STATED TASK: Can you give the items again from the line with "indicate the shirt" up to and including the last line of the items, with "Python list" replaced by "plain list" and nothing else changed?

# # # # # # #

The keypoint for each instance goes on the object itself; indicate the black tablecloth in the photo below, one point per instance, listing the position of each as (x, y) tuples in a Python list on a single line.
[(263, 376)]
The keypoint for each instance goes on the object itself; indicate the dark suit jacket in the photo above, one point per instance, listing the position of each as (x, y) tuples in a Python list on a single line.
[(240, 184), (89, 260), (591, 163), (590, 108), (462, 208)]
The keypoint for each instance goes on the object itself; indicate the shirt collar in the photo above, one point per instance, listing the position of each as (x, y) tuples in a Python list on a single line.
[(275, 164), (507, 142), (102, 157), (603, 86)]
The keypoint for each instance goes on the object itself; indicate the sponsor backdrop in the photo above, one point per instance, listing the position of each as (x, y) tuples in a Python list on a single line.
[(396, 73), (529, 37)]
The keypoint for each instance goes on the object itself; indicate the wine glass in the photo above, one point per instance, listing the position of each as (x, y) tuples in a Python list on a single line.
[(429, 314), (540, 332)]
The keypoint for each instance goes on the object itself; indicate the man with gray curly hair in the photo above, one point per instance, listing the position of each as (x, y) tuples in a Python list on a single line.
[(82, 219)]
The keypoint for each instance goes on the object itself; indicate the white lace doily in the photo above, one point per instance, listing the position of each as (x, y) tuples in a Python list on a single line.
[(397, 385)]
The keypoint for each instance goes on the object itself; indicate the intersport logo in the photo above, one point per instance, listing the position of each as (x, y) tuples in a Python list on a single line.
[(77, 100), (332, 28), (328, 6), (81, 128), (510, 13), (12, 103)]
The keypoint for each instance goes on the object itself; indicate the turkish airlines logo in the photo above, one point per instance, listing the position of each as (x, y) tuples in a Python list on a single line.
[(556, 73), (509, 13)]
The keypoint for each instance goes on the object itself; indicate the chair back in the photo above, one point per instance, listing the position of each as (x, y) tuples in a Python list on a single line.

# # # # # # #

SOLUTION FOR THIS EXERCISE:
The keypoint for each instance goes on the object itself; indicate the shirt collar in the photo above, one point per instance, listing the position of each as (x, y) tuples in a plain list on a single line.
[(275, 164), (507, 142), (102, 157), (603, 86)]
The keypoint for each instance goes on the object itself; indicate the sponsor backdrop in the photo above, one point per instance, listing the position of each as (x, y) tuples in a plain list on a single line.
[(396, 73), (529, 37)]
The keypoint for each instance goes on the object itself; indicate the wine glass in the photo above, one point per instance, listing the position of each as (x, y) tuples in a plain list on a single line.
[(429, 314), (540, 332)]
The keypoint for each instance goes on the object itself; indicate the man with gray curly hair in the photo above, one point per instance, listing the position of each as (x, y) tuples in a plain list on a single line.
[(82, 219)]
The keypoint for each instance goes on the object itself; indicate the white lace doily in the photo above, one point per instance, listing the position of each as (x, y) tuples in a plain list on a single line.
[(397, 385)]
The keypoint for each instance goes on the object itself; indicate the intersport logo in the photo above, one point per instance, listing the position of each as (x, y) tuples in a plain list on a single line.
[(77, 100), (332, 28), (328, 6), (81, 128), (510, 13), (12, 103)]
The keypoint for each instance goes on the object itself; indicate the turkish airlines logo in the photo above, one point per instance, listing the position of each as (x, y) tuples in a plain list on a single line.
[(556, 73), (509, 13)]
The keypoint for each instance goes on the object itself; indicate the chair back in the photo above, one point per instance, listing the position of each as (x, y) tuples in a plain list on a single line.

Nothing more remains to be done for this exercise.